_Stated problem 1:_ Transcribe the passage about the Torah, starting with "This simplifies things" and going on through "supposed to do.".
_Stated problem 2:_
Answer these questions using the passage about the Torah:
(a) What does it say the Torah says nothing about?
(b) Which three things does it say God destroyed?
(c) Which two apostles does it name?
_Stated problem 3:_ Carry the passage about the Torah further, beginning right after its final sentence.

_Given passage:_
It's really far easier to just read the Torah and realize that it SAYS THis is for you Hebrews in the desert and your circumcised heirs in Canaan. Follow all of this and I will give you a safe farm there. Break any of it substantially and I will drive you out and take it back. It says nothing about eternal life, or life after death, and it says that it only applies to Hebrews in the Sinai.

That's what it says. Jesus says that not a word can be added or subtracted. So as a matter of logic, of law, of reading comprehension and divine revelation, we should understand from the beginning that the Torah is COMPLETELY INAPPLICABLE to us, and was for all time, because that's actually what it SAYS, and it can't be changed.

That avoids having to make up traditions about "moral laws" versus ceremonial laws completely out of thin air, when there is not one single word in the Bible that suggests that can be done, and Jesus himself saying that it cannot and must not be done. Not a letter nor a penstroke can change. So the whole Torah stands, as written, and that means that it applies to nobody in the world - because God made sure of that by destroying the priesthood and the temple and the altar and taking the ark and the urim and thummim, and thereby leaving nobody on earth CAPABLE of fulfilling all of the terms of the law.

Break any of it, and you don't get the farm. God made it so that it can't be followed. The JEWS don't accept that judgement, out of stubborness and tradition. Christians should not join their madness by making up traditions that actually run counter to Jesus and the Torah both, to try to save the Torah as law. It isn't. It never was for us.

This simplifies things greatly, and removes vast swathes of contradictions that traditional Christianity has made for itself by trying to be partial Jews and trying to preserve the Torah law which - on its very face - says its not for us. We've added traditions that make it partially for us. Those traditions are utterly false and contradict Jesus' direct words, and YHWH's also - not to add.

Let the Torah go. It's dead law for all practical purposes for Jews - God made it such that they can't follow it -and none of it ever applied to us. Let it go and just follow Jesus. That's what we're supposed to do.

Yes, Paul and Peter and the other apostles struggled with the Torah and wrote about it. THEY WERE JEWS. They had a terrible overhang of tradition to contend with. ANd they came to opposing conclusions. Jesus cuts through the fog. What he said is the clear and correct answer.

Excerpts from point annotation data
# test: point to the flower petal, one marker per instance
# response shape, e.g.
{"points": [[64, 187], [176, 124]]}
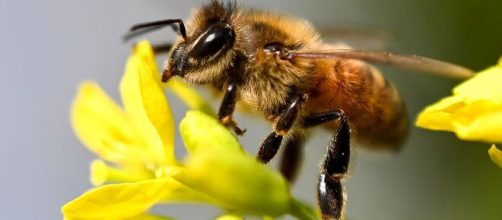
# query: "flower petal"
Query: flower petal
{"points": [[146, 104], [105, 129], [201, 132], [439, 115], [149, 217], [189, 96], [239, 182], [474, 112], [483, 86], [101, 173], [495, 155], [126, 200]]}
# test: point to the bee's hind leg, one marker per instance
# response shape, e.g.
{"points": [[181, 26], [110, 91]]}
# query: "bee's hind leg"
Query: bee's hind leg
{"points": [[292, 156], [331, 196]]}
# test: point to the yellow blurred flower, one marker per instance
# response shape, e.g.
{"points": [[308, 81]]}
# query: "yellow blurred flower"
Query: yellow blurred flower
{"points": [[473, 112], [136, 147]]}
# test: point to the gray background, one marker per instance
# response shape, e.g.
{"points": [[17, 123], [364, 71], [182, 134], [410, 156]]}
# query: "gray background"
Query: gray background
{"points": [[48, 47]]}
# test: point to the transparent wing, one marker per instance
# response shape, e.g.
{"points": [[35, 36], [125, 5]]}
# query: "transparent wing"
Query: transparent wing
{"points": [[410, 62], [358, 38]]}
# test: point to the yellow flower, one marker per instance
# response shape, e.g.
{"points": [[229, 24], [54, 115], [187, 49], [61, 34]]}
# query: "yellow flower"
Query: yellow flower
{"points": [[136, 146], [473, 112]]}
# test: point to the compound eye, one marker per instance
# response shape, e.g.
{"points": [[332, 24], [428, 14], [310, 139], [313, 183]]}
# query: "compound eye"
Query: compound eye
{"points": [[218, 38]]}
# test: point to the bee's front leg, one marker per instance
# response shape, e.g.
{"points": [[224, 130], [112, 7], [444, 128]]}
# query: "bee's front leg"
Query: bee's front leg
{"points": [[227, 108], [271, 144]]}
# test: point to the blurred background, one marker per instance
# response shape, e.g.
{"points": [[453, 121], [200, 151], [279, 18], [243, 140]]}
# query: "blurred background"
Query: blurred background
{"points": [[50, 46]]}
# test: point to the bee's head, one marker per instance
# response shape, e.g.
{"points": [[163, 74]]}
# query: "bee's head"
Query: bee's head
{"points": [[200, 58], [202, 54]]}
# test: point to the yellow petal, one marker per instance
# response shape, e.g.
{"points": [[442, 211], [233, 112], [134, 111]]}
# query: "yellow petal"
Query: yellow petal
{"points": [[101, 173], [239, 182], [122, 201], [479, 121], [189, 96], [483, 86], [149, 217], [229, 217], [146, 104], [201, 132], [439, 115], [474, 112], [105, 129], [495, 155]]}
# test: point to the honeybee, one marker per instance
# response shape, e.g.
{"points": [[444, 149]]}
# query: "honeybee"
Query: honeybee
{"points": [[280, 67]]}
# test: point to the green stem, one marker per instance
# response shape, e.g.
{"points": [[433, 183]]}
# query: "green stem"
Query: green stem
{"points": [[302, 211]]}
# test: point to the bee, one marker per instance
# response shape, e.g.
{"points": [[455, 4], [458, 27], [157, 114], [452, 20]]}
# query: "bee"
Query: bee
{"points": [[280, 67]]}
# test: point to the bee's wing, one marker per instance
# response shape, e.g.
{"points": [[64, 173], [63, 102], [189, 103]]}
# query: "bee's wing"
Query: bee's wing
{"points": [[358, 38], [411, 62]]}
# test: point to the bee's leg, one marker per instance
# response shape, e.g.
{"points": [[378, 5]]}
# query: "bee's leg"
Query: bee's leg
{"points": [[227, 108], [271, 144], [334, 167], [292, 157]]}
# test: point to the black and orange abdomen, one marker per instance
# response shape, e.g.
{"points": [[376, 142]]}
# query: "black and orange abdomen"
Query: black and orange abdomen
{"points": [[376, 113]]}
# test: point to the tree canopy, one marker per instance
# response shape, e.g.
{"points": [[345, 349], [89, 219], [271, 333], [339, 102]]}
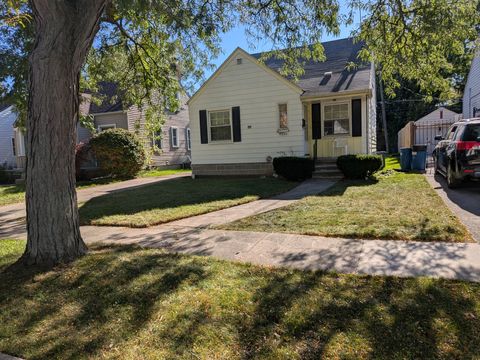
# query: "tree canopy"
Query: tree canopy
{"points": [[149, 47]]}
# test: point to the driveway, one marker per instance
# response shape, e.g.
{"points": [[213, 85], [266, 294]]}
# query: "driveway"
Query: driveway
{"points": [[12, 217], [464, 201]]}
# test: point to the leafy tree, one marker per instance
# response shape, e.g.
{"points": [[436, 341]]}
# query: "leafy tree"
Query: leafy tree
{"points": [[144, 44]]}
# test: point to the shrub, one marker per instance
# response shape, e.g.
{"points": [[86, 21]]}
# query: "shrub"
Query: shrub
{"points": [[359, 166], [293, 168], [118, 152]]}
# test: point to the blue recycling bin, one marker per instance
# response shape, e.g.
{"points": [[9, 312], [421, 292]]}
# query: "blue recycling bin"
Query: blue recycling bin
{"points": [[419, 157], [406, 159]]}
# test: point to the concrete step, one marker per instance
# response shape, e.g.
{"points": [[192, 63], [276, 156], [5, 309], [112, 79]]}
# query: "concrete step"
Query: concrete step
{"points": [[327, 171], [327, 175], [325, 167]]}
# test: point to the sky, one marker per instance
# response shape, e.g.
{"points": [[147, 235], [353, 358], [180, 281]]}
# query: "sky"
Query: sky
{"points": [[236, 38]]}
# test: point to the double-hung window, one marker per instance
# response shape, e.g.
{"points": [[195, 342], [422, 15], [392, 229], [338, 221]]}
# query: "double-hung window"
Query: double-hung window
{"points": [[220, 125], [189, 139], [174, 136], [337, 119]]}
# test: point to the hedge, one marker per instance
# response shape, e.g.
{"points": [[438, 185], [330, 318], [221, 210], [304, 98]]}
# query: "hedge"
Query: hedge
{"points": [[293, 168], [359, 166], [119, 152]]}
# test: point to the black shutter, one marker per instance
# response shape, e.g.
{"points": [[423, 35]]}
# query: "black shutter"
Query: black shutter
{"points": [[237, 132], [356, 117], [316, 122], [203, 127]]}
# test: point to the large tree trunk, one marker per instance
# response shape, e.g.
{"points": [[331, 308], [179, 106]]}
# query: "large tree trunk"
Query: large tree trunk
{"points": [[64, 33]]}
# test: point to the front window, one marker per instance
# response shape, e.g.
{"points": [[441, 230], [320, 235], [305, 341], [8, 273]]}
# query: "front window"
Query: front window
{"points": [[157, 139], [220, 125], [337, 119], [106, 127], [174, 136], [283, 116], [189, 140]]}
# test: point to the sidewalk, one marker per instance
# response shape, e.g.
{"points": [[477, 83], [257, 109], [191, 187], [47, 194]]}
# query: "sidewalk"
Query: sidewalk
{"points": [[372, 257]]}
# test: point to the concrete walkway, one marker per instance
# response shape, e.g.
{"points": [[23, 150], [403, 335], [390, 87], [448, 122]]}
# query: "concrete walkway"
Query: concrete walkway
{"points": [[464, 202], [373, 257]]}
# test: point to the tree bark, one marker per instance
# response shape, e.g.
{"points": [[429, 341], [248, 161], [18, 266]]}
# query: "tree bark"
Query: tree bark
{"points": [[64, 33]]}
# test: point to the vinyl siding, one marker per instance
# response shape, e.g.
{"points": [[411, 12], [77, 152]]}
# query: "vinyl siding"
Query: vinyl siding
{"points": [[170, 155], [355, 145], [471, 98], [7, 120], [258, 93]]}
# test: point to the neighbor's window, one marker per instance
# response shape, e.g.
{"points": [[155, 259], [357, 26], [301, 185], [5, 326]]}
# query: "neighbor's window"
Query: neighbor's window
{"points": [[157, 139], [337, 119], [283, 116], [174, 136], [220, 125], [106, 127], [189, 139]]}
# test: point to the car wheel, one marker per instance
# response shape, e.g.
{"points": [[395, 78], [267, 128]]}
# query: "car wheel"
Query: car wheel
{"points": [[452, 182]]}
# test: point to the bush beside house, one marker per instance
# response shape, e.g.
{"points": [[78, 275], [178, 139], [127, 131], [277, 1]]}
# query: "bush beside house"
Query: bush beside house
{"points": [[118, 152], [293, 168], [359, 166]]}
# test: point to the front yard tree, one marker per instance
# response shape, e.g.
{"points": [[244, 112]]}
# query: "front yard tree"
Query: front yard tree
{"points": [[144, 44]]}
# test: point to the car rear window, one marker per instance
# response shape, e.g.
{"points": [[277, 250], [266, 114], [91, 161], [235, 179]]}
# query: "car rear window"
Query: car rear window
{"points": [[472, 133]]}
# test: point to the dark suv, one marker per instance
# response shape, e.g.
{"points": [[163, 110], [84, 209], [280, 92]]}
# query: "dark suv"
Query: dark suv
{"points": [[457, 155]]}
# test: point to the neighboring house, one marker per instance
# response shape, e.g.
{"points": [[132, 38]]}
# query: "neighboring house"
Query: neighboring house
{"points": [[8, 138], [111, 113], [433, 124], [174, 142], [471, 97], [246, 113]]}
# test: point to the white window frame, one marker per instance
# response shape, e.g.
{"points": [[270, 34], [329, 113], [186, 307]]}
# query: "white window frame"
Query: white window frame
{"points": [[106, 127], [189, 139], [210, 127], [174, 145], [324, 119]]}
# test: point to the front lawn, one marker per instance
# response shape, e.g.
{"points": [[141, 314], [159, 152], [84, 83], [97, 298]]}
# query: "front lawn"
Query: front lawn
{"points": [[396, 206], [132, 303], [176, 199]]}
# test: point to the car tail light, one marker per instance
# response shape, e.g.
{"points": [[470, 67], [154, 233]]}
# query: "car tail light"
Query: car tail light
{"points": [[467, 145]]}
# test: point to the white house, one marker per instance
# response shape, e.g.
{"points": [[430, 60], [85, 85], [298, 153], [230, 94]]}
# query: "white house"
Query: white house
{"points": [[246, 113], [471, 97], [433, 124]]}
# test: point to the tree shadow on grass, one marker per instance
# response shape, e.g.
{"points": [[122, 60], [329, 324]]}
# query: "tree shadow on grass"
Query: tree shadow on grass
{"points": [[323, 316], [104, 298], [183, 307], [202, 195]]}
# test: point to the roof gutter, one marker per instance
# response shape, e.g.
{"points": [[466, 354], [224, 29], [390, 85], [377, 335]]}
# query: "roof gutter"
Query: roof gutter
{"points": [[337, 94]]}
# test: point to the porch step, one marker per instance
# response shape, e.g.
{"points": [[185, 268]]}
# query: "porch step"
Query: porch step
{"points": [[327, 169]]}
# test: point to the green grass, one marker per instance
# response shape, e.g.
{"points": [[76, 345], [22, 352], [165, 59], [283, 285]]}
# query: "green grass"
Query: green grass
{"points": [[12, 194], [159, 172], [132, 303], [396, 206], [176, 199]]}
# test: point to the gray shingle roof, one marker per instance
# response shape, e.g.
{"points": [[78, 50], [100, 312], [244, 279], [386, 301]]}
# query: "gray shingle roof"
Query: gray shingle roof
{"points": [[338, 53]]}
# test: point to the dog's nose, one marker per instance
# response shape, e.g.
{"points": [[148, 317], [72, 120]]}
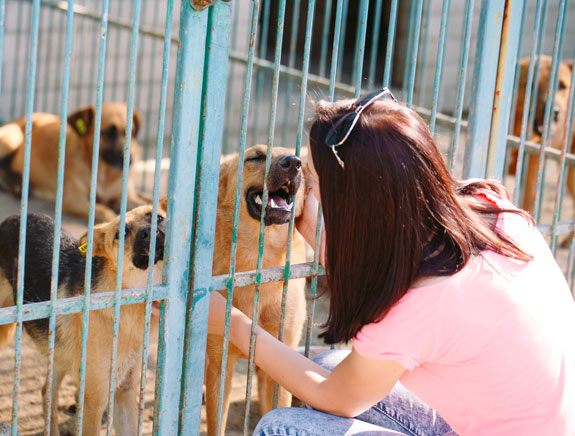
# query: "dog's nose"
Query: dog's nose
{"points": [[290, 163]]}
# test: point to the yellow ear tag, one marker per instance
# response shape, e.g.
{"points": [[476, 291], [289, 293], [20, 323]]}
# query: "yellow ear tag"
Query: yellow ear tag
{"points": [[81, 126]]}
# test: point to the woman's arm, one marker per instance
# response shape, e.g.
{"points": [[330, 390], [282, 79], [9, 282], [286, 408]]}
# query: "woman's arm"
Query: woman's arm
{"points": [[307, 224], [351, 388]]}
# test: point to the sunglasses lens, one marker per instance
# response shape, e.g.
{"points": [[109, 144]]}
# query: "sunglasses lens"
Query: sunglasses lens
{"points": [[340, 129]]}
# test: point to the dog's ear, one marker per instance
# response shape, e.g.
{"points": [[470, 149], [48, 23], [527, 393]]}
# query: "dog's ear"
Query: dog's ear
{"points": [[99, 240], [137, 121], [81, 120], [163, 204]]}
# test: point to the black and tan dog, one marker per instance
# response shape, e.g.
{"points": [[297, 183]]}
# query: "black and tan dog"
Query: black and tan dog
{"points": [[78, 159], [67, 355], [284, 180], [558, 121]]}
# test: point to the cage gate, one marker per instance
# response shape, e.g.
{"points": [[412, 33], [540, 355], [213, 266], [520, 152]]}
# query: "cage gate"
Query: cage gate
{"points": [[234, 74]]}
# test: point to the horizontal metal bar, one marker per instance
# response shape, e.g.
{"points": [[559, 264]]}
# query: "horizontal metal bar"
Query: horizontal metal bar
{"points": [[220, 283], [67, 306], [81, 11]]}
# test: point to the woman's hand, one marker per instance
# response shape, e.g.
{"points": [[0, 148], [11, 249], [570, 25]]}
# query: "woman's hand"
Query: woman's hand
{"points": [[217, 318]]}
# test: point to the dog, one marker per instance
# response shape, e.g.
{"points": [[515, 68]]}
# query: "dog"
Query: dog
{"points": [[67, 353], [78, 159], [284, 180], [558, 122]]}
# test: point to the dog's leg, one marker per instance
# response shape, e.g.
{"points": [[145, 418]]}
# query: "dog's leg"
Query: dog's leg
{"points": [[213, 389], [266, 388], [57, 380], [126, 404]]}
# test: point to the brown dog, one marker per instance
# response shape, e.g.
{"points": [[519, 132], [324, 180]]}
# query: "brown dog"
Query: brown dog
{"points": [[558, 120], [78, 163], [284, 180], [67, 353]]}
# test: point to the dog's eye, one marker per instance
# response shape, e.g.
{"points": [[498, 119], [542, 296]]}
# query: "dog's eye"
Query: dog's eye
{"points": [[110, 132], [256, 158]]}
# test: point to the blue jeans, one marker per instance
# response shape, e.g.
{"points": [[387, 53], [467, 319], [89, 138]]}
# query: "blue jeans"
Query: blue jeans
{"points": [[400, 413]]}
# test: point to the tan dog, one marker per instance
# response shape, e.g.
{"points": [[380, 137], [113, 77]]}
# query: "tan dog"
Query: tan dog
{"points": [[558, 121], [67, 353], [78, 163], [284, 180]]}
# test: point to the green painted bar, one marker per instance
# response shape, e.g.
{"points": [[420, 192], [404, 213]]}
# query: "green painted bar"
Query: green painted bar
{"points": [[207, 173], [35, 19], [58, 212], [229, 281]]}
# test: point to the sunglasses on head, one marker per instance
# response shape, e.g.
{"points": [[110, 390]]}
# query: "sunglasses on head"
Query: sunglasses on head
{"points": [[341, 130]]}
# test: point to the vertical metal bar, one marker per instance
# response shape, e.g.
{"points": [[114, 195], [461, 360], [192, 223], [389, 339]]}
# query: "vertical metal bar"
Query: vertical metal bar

_Final answer 1:_
This simplifies things greatly, and removes vast swathes of contradictions that traditional Christianity has made for itself by trying to be partial Jews and trying to preserve the Torah law which - on its very face - says its not for us. We've added traditions that make it partially for us. Those traditions are utterly false and contradict Jesus' direct words, and YHWH's also - not to add.

Let the Torah go. It's dead law for all practical purposes for Jews - God made it such that they can't follow it -and none of it ever applied to us. Let it go and just follow Jesus. That's what we're supposed to do.

_Final answer 2:_
(a) Eternal life, or life after death.
(b) The priesthood, the temple, and the altar.
(c) Paul and Peter.

_Final answer 3:_
 
Upvote 0

Vicomte13

Well-Known Member
Jan 6, 2016
3,655
1,816
Westport, Connecticut
✟101,337.00
Faith
Catholic
Marital Status
Married
Politics
US-Others
"...abstain from meats offered to idols, and from blood, and from things strangled, and from fornication." These are all things that existed in the Law. Granted, they were not under the Law now. But the point is that God has laws that can be carried over from one Covenant to another.

But Jesus made ALL foods clean. So the Jewish men at the Council of Jerusalem added back something from the Torah - not eating blood, and thereby created a conflict between what Jesus said and what they said.

Jesus made all foods clean. Blood sausage is food. Whole civilizations: ancient Scandinavia, the steppe peoples and the East African, subsisted (and still do) heavily on blood as a food staple. People north of the Arctic Circle subsist to this day on animal fat.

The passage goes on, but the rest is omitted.